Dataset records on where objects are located
** BEGIN **

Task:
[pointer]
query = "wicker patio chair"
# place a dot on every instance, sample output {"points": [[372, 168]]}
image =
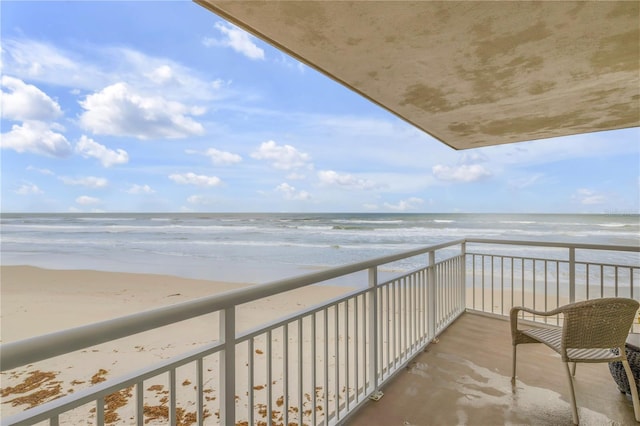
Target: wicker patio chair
{"points": [[590, 331]]}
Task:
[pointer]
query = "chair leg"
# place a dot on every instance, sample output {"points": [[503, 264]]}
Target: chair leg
{"points": [[513, 370], [634, 389], [574, 407]]}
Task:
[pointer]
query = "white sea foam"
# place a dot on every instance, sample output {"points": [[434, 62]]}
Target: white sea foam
{"points": [[137, 240]]}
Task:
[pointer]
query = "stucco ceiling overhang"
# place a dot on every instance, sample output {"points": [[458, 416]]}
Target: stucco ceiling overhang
{"points": [[468, 73]]}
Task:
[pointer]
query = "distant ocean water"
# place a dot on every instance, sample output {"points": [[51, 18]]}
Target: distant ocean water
{"points": [[262, 247]]}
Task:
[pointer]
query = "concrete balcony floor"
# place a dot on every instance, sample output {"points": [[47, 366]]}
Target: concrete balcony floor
{"points": [[466, 379]]}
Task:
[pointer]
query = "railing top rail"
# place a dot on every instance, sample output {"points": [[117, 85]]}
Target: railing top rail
{"points": [[554, 244], [16, 354]]}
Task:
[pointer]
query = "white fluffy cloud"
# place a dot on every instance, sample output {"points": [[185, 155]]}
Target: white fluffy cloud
{"points": [[140, 189], [237, 39], [28, 189], [36, 137], [25, 102], [589, 197], [462, 173], [200, 200], [221, 157], [87, 147], [117, 110], [283, 157], [404, 205], [330, 177], [85, 200], [291, 193], [88, 181], [194, 179]]}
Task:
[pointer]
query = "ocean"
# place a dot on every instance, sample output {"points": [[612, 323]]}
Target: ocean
{"points": [[258, 248]]}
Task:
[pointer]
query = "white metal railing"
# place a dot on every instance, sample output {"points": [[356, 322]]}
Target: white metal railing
{"points": [[319, 365], [313, 367], [545, 275]]}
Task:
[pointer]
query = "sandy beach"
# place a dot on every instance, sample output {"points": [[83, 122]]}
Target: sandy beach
{"points": [[36, 301]]}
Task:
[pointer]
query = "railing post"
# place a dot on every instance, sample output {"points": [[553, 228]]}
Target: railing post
{"points": [[463, 276], [431, 291], [373, 329], [228, 367], [572, 274]]}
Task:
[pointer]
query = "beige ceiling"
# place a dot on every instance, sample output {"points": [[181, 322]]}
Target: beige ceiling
{"points": [[468, 73]]}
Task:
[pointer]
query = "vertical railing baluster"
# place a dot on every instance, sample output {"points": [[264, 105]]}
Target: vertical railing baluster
{"points": [[250, 379], [285, 372], [314, 368], [431, 289], [200, 387], [463, 275], [172, 397], [346, 354], [140, 403], [513, 287], [336, 348], [99, 411], [228, 367], [572, 274], [473, 280], [300, 373], [545, 288], [326, 366], [501, 285], [588, 279]]}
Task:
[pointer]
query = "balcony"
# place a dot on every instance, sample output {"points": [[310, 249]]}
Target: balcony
{"points": [[326, 364]]}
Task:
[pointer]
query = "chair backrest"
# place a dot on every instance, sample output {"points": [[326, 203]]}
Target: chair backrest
{"points": [[598, 323]]}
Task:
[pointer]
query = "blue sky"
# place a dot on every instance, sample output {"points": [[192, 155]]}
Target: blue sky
{"points": [[163, 106]]}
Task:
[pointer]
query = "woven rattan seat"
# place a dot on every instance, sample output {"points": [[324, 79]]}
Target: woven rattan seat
{"points": [[590, 330]]}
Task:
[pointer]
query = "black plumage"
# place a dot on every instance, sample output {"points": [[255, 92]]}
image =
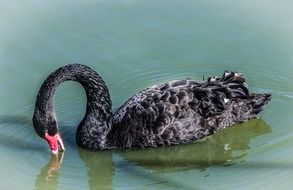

** END **

TO DO: Extract every line of the records above that contains the string "rattan". Case counts.

SOLUTION FOR THIS PROBLEM:
query = "woven rattan seat"
Target: woven rattan seat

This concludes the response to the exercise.